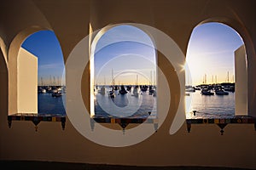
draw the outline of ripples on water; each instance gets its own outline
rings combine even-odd
[[[109,88],[106,88],[104,95],[95,93],[95,116],[99,117],[140,117],[146,118],[150,112],[156,116],[157,97],[147,92],[140,92],[137,97],[132,95],[132,88],[126,94],[119,94],[115,91],[115,98],[108,96]],[[186,96],[186,117],[193,118],[193,110],[196,110],[196,117],[214,118],[231,117],[235,115],[235,93],[229,95],[201,95],[201,91],[189,93]],[[66,94],[61,97],[52,97],[51,94],[38,94],[38,113],[66,115]],[[64,101],[64,102],[63,102]]]
[[[95,93],[95,116],[97,117],[139,117],[147,118],[156,116],[156,97],[147,92],[140,92],[138,96],[132,94],[133,88],[125,94],[119,94],[114,91],[115,97],[110,98],[106,88],[105,94],[96,90]]]
[[[231,117],[235,115],[235,93],[229,92],[228,95],[202,95],[201,91],[189,93],[186,96],[187,118],[196,116],[203,118]]]

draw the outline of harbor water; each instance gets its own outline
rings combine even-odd
[[[109,88],[105,94],[95,90],[95,116],[97,117],[140,117],[157,116],[157,96],[149,94],[148,90],[138,90],[138,95],[132,93],[133,88],[127,94],[120,94],[114,91],[115,97],[110,98]],[[188,93],[187,93],[188,94]],[[235,94],[228,95],[202,95],[200,90],[186,95],[186,118],[226,118],[235,115]],[[51,93],[38,93],[38,113],[66,115],[66,94],[61,97],[53,97]],[[196,116],[193,110],[196,111]]]
[[[235,116],[235,93],[202,95],[200,90],[186,95],[186,118],[230,118]],[[195,110],[194,116],[193,110]]]
[[[157,97],[149,91],[137,88],[137,95],[133,93],[134,88],[121,94],[113,90],[114,97],[109,96],[111,88],[106,87],[105,94],[99,89],[95,90],[95,116],[96,117],[129,117],[147,118],[156,117]]]

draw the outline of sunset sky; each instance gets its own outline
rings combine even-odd
[[[108,31],[98,41],[95,51],[95,83],[134,84],[138,76],[142,84],[154,83],[156,61],[149,37],[131,26],[119,26]],[[191,73],[186,72],[186,84],[234,81],[234,51],[243,42],[232,28],[219,23],[195,27],[188,46],[187,62]],[[149,46],[148,46],[149,45]],[[61,48],[51,31],[31,35],[22,44],[38,58],[38,84],[61,82],[64,62]]]

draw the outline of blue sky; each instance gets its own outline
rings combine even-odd
[[[64,71],[64,61],[61,48],[55,34],[52,31],[40,31],[29,36],[21,47],[35,56],[38,60],[38,85],[47,85],[51,77],[55,83],[61,83]]]
[[[243,41],[231,27],[220,23],[206,23],[192,32],[186,60],[191,72],[187,84],[200,84],[207,75],[207,82],[233,81],[235,75],[234,52]],[[235,77],[235,76],[234,76]]]
[[[236,31],[226,25],[207,23],[195,27],[188,45],[187,62],[191,78],[187,84],[201,83],[207,75],[207,82],[212,76],[218,82],[230,81],[234,75],[234,51],[243,42]],[[138,75],[140,83],[154,82],[154,49],[149,37],[131,26],[119,26],[108,31],[98,41],[95,51],[95,82],[111,83],[112,70],[115,83],[134,83]],[[55,33],[41,31],[28,37],[23,48],[38,58],[38,84],[54,77],[62,77],[64,62],[61,48]],[[152,77],[152,78],[151,78]],[[150,80],[151,79],[151,80]]]
[[[131,26],[108,30],[98,41],[95,52],[95,83],[153,84],[156,72],[155,49],[149,37]]]

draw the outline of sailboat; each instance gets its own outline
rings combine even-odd
[[[127,94],[127,91],[125,90],[124,85],[121,85],[121,86],[120,86],[119,94]]]
[[[111,90],[108,93],[108,95],[110,98],[114,98],[115,94],[114,94],[114,79],[113,79],[113,69],[112,69],[112,87],[111,87]]]

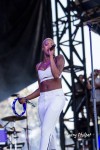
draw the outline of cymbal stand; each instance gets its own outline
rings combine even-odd
[[[99,150],[98,126],[97,126],[97,110],[96,110],[96,94],[95,94],[94,71],[93,71],[92,37],[91,37],[92,24],[88,23],[87,26],[89,28],[89,37],[90,37],[90,57],[91,57],[91,71],[92,71],[92,100],[93,100],[93,113],[94,113],[94,125],[95,125],[96,150]]]
[[[17,135],[16,130],[15,130],[15,120],[14,120],[14,137]],[[17,139],[15,137],[14,139],[14,145],[15,145],[15,150],[17,150]]]

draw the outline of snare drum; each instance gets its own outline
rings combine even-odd
[[[7,133],[4,128],[0,128],[0,145],[7,144]]]

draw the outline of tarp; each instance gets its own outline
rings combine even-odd
[[[50,0],[0,0],[0,101],[37,80],[46,37],[52,38]]]

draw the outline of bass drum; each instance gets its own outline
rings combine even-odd
[[[0,128],[0,146],[7,144],[7,132],[4,128]]]

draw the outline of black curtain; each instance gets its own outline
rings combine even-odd
[[[52,33],[50,0],[0,0],[0,101],[37,80],[42,40]]]

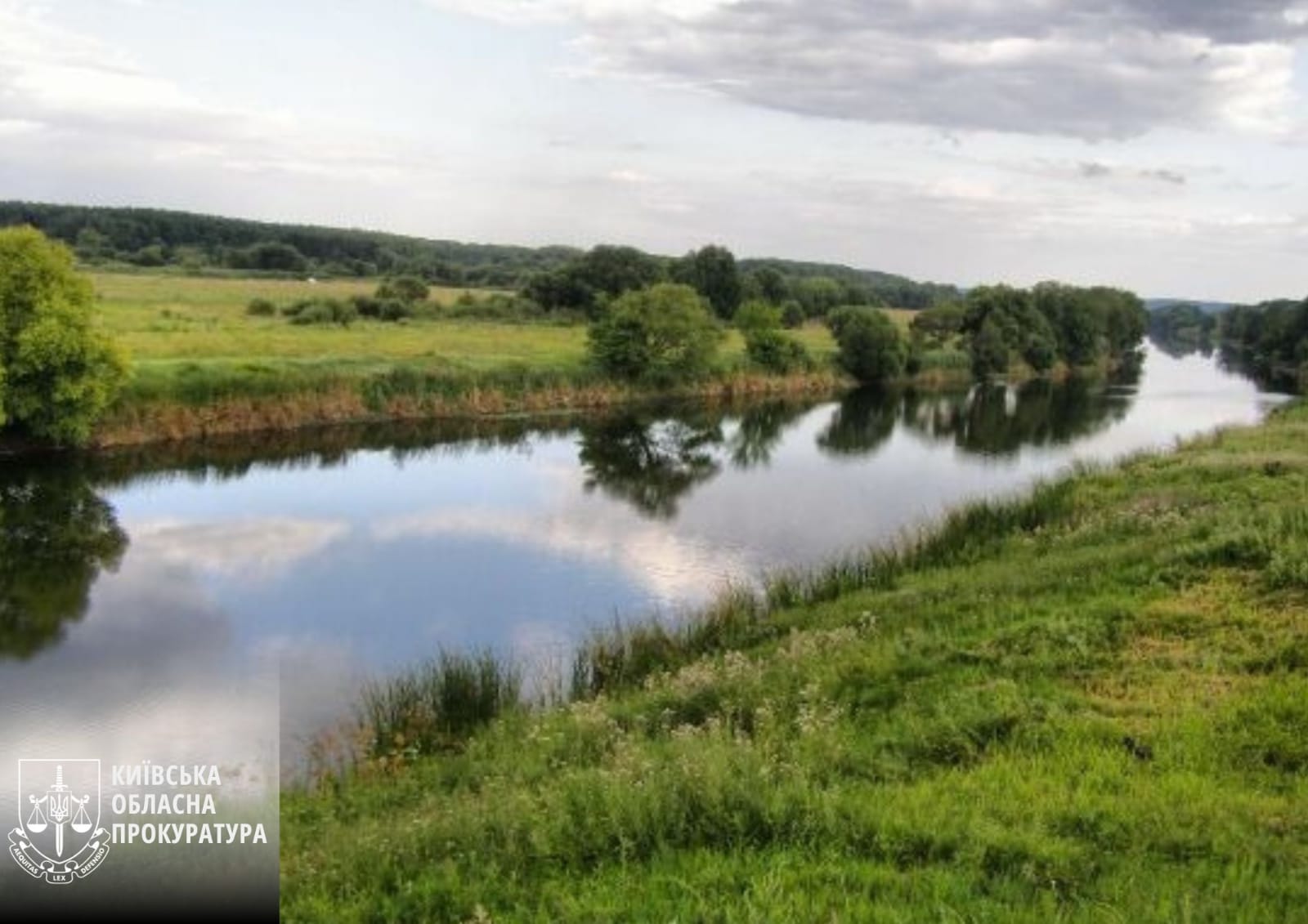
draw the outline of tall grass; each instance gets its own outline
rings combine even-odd
[[[522,672],[483,651],[439,652],[399,674],[374,681],[360,697],[358,723],[371,759],[412,759],[449,750],[522,703]]]

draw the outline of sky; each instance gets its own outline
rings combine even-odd
[[[1308,0],[0,0],[0,199],[1308,294]]]

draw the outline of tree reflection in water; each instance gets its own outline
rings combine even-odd
[[[638,414],[582,427],[579,461],[586,490],[627,501],[645,516],[671,519],[687,491],[722,470],[722,418],[655,420]]]
[[[0,464],[0,657],[56,643],[127,544],[114,508],[76,468]]]

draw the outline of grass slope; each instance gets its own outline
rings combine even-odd
[[[93,276],[98,323],[132,357],[124,393],[97,429],[101,446],[314,423],[540,412],[615,404],[640,395],[586,362],[586,327],[555,320],[470,318],[458,289],[436,289],[425,316],[292,325],[251,318],[252,298],[371,293],[374,281],[241,280],[166,274]],[[488,293],[473,293],[485,298]],[[901,323],[903,319],[901,319]],[[730,332],[713,380],[697,395],[831,389],[840,378],[821,325],[795,332],[814,375],[752,369]]]
[[[1301,919],[1305,501],[1300,405],[791,580],[285,793],[284,919]]]

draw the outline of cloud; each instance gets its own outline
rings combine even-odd
[[[429,0],[568,18],[594,73],[800,115],[1080,139],[1290,128],[1281,0]]]
[[[1082,161],[1076,173],[1083,179],[1141,179],[1151,183],[1185,186],[1186,176],[1180,170],[1167,167],[1122,167],[1103,161]]]
[[[429,166],[387,139],[293,114],[215,106],[129,55],[51,21],[46,4],[0,0],[0,137],[56,140],[59,158],[388,182]]]

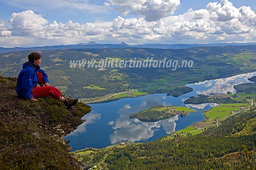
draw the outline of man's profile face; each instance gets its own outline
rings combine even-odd
[[[40,66],[41,62],[42,62],[42,61],[41,60],[41,58],[39,58],[37,60],[34,60],[34,64],[35,64],[35,65],[38,66]]]

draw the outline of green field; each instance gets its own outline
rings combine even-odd
[[[145,83],[145,84],[147,86],[153,86],[153,85],[156,85],[158,84],[158,83],[156,83],[155,82],[150,82],[150,83]]]
[[[236,100],[242,100],[245,99],[247,99],[248,102],[250,103],[251,102],[251,100],[252,100],[252,99],[254,98],[254,97],[256,96],[256,92],[252,92],[251,93],[245,93],[245,92],[241,92],[236,93],[236,94],[237,96],[241,96],[241,97],[237,97],[236,98],[231,97],[231,98],[232,99]],[[233,96],[234,95],[229,94],[229,95],[231,97],[232,96]],[[250,97],[249,98],[249,97]],[[247,97],[248,98],[246,98],[246,97]]]
[[[168,80],[166,79],[156,79],[154,80],[154,82],[159,84],[161,84],[163,83],[166,83],[167,82],[170,82],[170,80]]]
[[[236,104],[235,105],[238,105],[238,104],[240,103],[234,104]],[[231,105],[234,104],[232,103],[228,104]],[[208,116],[210,119],[214,119],[217,117],[223,117],[229,115],[231,112],[237,112],[240,108],[240,107],[229,107],[217,106],[208,112],[205,113],[205,115]],[[211,121],[211,120],[209,120],[209,121]]]
[[[167,87],[169,87],[168,86],[166,85],[157,85],[156,86],[154,86],[153,87],[148,87],[147,88],[147,89],[148,90],[154,90],[154,89],[157,89],[158,88],[167,88]]]
[[[84,88],[90,88],[90,89],[97,89],[98,90],[105,90],[105,89],[104,88],[100,87],[99,87],[94,85],[92,85],[91,86],[85,86],[83,87]]]
[[[181,134],[182,132],[183,132],[183,133],[184,133],[193,130],[195,130],[195,128],[189,126],[185,129],[175,132],[175,133],[179,134]]]
[[[89,154],[93,152],[93,151],[91,150],[86,151],[84,151],[83,152],[78,152],[77,153],[76,153],[76,154],[79,154],[80,155],[82,155],[83,154]]]
[[[158,109],[157,109],[157,110],[159,110],[160,111],[161,111],[161,110],[164,110],[167,109],[168,108],[172,108],[172,107],[162,107],[161,108],[160,108]],[[175,109],[177,111],[185,111],[185,112],[195,112],[195,110],[192,109],[189,109],[186,107],[175,107],[175,109]]]
[[[117,94],[114,96],[115,98],[118,98],[119,97],[127,97],[129,96],[128,94],[126,94],[125,93],[123,93],[119,94]]]
[[[193,109],[189,109],[185,107],[176,107],[175,109],[177,111],[185,111],[185,112],[195,112]]]
[[[190,133],[192,135],[196,135],[197,134],[198,134],[198,133],[200,133],[202,131],[202,129],[198,129],[194,131],[194,132],[191,132]]]
[[[135,95],[135,96],[142,95],[142,94],[145,94],[144,93],[139,91],[133,91],[132,92],[131,92],[131,93],[133,95]]]
[[[214,119],[217,117],[226,116],[229,115],[230,112],[218,112],[218,111],[209,111],[205,115],[208,116],[210,119]]]
[[[167,76],[167,77],[165,77],[165,79],[169,80],[171,81],[174,81],[175,80],[176,78],[172,77],[172,76]]]
[[[244,105],[246,106],[248,106],[248,103],[222,103],[221,106],[236,106],[238,107],[243,107]]]

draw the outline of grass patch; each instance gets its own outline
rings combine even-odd
[[[126,94],[125,93],[121,93],[119,94],[115,95],[114,96],[115,98],[118,98],[119,97],[127,97],[129,96],[129,95],[127,94]]]
[[[105,90],[105,88],[102,88],[100,87],[99,86],[95,85],[92,85],[90,86],[85,86],[84,87],[83,87],[83,88],[89,88],[90,89],[96,89],[97,90]]]
[[[76,154],[79,154],[80,155],[83,155],[83,154],[89,154],[91,152],[93,152],[93,151],[90,150],[89,151],[83,151],[83,152],[77,152],[77,153],[76,153]]]
[[[178,132],[175,132],[175,133],[176,133],[176,134],[180,134],[182,133],[187,133],[189,132],[193,131],[193,130],[195,130],[195,128],[193,127],[191,127],[190,126],[189,126],[186,129],[183,129],[183,130],[180,130],[179,131],[178,131]]]
[[[222,117],[227,116],[229,115],[230,113],[230,112],[211,111],[206,113],[205,115],[209,117],[209,118],[214,119],[217,117]]]
[[[147,88],[148,90],[151,90],[155,89],[158,89],[160,88],[165,88],[168,87],[168,86],[166,85],[160,85],[148,87]]]
[[[132,92],[131,92],[131,93],[133,95],[135,95],[135,96],[142,95],[145,94],[145,93],[143,92],[139,91],[133,91]]]
[[[154,80],[154,82],[159,84],[161,84],[170,82],[170,80],[166,79],[156,79]]]
[[[176,107],[174,109],[177,111],[185,111],[185,112],[195,112],[193,109],[189,109],[185,107]]]
[[[165,79],[170,80],[171,81],[174,81],[175,80],[176,78],[175,77],[173,77],[172,76],[167,76],[165,77]]]
[[[153,86],[153,85],[155,85],[158,84],[158,83],[156,83],[155,82],[150,82],[150,83],[145,83],[145,84],[147,86]]]
[[[196,135],[197,134],[200,133],[201,132],[202,132],[202,129],[198,129],[196,130],[195,130],[193,132],[191,132],[190,133],[190,134],[192,135]]]
[[[246,106],[248,106],[248,103],[222,103],[221,106],[235,106],[237,107],[243,107],[244,105]]]
[[[236,100],[242,100],[246,99],[249,102],[251,102],[251,100],[256,96],[256,92],[252,92],[251,93],[246,93],[245,92],[238,93],[236,94],[237,96],[241,96],[240,97],[231,97],[231,99]],[[233,94],[229,94],[230,97],[233,96]]]

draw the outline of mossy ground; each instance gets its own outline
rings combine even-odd
[[[16,80],[0,76],[0,170],[80,169],[69,146],[52,137],[76,128],[90,107],[79,102],[68,110],[50,97],[19,98]]]

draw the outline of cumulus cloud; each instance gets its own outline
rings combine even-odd
[[[48,21],[41,14],[31,10],[14,13],[9,20],[12,28],[10,30],[14,36],[30,36],[44,38],[74,37],[78,36],[93,37],[104,34],[105,28],[90,23],[80,25],[70,20],[65,24],[56,21],[48,25]]]
[[[11,32],[8,30],[4,22],[0,22],[0,37],[10,37]]]
[[[108,0],[106,6],[117,6],[122,14],[141,15],[148,21],[158,20],[174,11],[180,4],[180,0]]]
[[[145,18],[125,19],[119,16],[112,24],[108,22],[105,26],[103,23],[82,24],[71,20],[65,23],[55,21],[49,23],[42,15],[28,10],[11,15],[9,20],[11,28],[6,28],[4,23],[0,24],[0,37],[15,37],[17,40],[21,37],[36,38],[45,42],[48,39],[55,41],[58,40],[70,44],[86,40],[109,42],[117,40],[131,43],[256,41],[255,11],[250,7],[236,8],[227,0],[210,3],[206,9],[194,11],[190,9],[183,15],[172,16],[167,14],[173,12],[180,4],[179,1],[109,0],[106,3],[106,5],[116,6],[124,9],[124,11]],[[161,10],[161,8],[165,7],[169,9]],[[161,15],[164,15],[160,16],[154,10],[162,11]],[[152,20],[147,18],[149,16],[146,15],[146,12],[149,11],[154,14],[150,17]],[[14,45],[11,43],[14,42],[8,38],[1,38],[0,45]]]

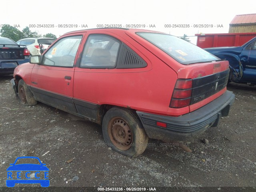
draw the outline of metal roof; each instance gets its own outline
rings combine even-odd
[[[256,23],[256,14],[237,15],[230,24]]]

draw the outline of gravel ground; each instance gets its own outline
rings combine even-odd
[[[228,116],[184,142],[192,153],[150,140],[133,158],[109,149],[96,124],[40,103],[22,106],[12,78],[0,77],[0,186],[9,164],[21,156],[46,164],[50,186],[256,186],[256,86],[228,86],[236,95]]]

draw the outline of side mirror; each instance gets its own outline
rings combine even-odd
[[[40,55],[33,55],[30,56],[29,62],[33,64],[40,64],[41,63],[41,57]]]

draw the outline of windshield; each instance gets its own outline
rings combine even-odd
[[[54,39],[38,39],[37,42],[41,44],[50,45],[53,43],[55,40]]]
[[[197,46],[175,36],[145,32],[136,33],[182,64],[188,64],[220,59]]]

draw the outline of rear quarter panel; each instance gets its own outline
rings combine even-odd
[[[148,66],[134,69],[90,69],[79,68],[77,64],[74,77],[74,98],[100,105],[166,114],[176,73],[126,35],[105,34],[126,44]]]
---
What you will do: Reproduce the lines above exactly as they appear, from the line with "draw the outline of cymbal" up to and including the line with "[[[0,464],[0,657],[56,643],[127,544],[114,508],[76,468]]]", leaving out the pictures.

Problem solution:
draw the outline of cymbal stand; each instance gets its own outline
rings combine even-odd
[[[99,150],[98,126],[97,126],[97,110],[96,110],[96,94],[95,94],[94,71],[93,71],[92,37],[91,37],[92,24],[88,23],[87,26],[89,28],[89,37],[90,37],[90,57],[91,57],[91,71],[92,71],[92,100],[93,100],[93,113],[94,113],[94,125],[95,125],[96,150]]]
[[[17,135],[16,130],[15,130],[15,120],[14,120],[14,137]],[[17,139],[15,137],[14,139],[14,145],[15,145],[15,150],[17,150]]]

draw the outline of snare drum; each instance gets its own outline
rings combine even-odd
[[[7,133],[4,128],[0,128],[0,145],[7,144]]]

draw the outline of tarp; each instance gets its own outline
rings combine even-odd
[[[50,0],[0,0],[0,101],[37,80],[46,37],[52,38]]]

draw the outline of bass drum; each instance gets its own outline
rings combine even-odd
[[[0,128],[0,146],[7,144],[7,132],[4,128]]]

draw the outline of black curtain; each instance gets its own outline
rings combine even-odd
[[[52,33],[50,0],[0,0],[0,101],[37,80],[42,40]]]

draw the outline of tall grass; each instance gets its own outline
rings combine even-odd
[[[522,672],[483,651],[439,652],[399,674],[374,681],[360,697],[358,723],[371,759],[412,759],[449,750],[522,703]]]

draw the outline of sky; each instance gets its own outline
rings combine even-odd
[[[1308,0],[0,0],[0,199],[1308,294]]]

draw the outline of tree reflection in water; each instance gets its own outline
rings combine even-odd
[[[638,414],[582,427],[579,461],[586,490],[627,501],[645,516],[671,519],[687,491],[722,470],[722,418],[655,420]]]
[[[0,464],[0,657],[56,643],[127,544],[114,508],[76,468]]]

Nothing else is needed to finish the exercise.